#### WHAT IS REQUIRED
Copy all the records below, changing every "Target" to "Label" and leaving everything else unchanged. Omit the pictures from your copy.

#### RECORD LIST
☆ ☆ ☆ ☆ ☆

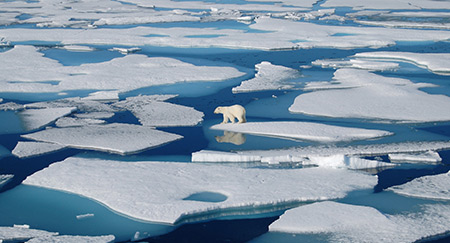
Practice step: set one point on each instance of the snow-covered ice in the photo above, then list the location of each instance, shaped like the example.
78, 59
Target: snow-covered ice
422, 157
351, 223
73, 239
153, 111
29, 149
161, 190
36, 118
22, 233
361, 94
268, 77
436, 62
433, 187
304, 131
109, 137
109, 75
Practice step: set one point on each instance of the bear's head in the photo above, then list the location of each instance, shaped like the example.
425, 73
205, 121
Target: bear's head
218, 110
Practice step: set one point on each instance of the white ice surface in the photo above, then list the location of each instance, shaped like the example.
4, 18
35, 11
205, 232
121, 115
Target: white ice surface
36, 118
108, 137
22, 233
268, 77
351, 223
77, 122
109, 75
432, 187
361, 94
303, 130
357, 63
423, 157
153, 111
73, 239
4, 179
160, 189
436, 62
330, 161
29, 149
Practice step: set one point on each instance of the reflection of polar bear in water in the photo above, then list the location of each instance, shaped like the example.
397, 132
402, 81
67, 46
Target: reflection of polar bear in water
231, 137
231, 112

☆ ☆ ☆ ☆ ☆

#### RESPONSE TO THIS EXERCISE
Practice step: set one point on each instance of the snow-covered ice in the photo above, then list the location of each instance, shaped like the example.
78, 59
Label: snow-covered ice
422, 157
351, 223
73, 239
153, 111
29, 149
161, 190
36, 118
22, 233
361, 94
268, 77
436, 62
433, 187
304, 131
109, 137
109, 75
Practice step: set one point on each instance of the bear's head in the photo above, then list the location of each instance, shaped like the example.
425, 73
205, 121
Label: bear's head
218, 110
Practice step: set one point on each instance of the white ice surface in the photo above, then list the location of each instance, shaped like the example.
4, 18
35, 11
205, 232
121, 115
Label: white ice surface
36, 118
108, 137
22, 233
268, 77
351, 223
77, 122
109, 75
432, 187
361, 94
303, 130
357, 63
423, 157
153, 111
73, 239
4, 179
160, 189
436, 62
330, 161
29, 149
Practice step: set one point on each instance of the reflection of polar bear in water in the photo above, then list the location of each instance, shaped like the example.
397, 132
402, 81
67, 46
Label: reflection of polar bear in water
231, 137
231, 112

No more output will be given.